# [Problem details]
Lines from the one containing "Labeling tool output request: for every visible car shadow" through the last line of the records below are to be repeated exactly.

Collected data:
..............................
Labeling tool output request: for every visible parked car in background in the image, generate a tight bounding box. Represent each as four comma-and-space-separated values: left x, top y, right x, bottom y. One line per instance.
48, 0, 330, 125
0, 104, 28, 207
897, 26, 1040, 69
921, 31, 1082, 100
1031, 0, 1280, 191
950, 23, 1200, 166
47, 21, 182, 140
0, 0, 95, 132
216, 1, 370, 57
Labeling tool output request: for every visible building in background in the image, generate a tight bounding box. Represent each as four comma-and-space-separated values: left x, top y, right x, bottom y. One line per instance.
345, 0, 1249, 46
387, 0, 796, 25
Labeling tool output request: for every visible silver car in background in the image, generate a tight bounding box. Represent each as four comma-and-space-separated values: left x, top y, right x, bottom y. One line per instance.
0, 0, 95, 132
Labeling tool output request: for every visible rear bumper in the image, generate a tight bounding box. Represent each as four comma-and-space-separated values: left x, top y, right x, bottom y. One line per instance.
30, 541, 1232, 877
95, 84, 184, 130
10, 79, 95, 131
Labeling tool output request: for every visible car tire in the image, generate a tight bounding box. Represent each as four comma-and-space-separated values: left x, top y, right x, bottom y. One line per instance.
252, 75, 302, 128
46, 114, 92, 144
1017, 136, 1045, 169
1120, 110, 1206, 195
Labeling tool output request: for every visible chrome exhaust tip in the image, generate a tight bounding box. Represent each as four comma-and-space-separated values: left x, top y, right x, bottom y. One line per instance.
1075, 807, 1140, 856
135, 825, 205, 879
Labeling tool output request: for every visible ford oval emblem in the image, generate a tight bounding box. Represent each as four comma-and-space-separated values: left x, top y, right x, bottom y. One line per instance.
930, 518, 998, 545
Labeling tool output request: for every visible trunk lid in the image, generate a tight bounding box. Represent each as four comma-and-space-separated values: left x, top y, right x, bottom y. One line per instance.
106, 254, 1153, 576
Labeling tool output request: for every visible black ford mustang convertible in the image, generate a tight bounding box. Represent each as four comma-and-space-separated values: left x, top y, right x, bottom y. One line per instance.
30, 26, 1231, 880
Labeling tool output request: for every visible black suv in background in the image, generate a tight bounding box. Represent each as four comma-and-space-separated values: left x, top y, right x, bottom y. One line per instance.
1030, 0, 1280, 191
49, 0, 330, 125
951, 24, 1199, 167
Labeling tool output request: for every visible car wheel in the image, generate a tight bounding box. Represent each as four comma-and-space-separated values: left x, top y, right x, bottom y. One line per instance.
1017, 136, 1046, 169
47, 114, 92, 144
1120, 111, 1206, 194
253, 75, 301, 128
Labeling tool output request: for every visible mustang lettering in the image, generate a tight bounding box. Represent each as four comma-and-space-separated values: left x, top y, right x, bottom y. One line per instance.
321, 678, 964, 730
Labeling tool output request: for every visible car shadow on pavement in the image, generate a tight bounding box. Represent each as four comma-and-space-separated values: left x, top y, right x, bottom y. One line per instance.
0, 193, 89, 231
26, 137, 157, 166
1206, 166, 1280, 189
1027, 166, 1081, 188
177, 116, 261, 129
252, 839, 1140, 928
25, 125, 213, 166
..............................
# [Problem solution]
Labeling tool output request: for every visible car shadow on pavement in the image, generate a tight bounding box. Represent each as four comma-and-space-separated values: left x, top y, right x, bottom y. One line per instance.
0, 193, 89, 231
26, 137, 157, 166
1206, 166, 1280, 189
1027, 166, 1081, 188
177, 116, 261, 129
252, 839, 1140, 928
25, 125, 213, 166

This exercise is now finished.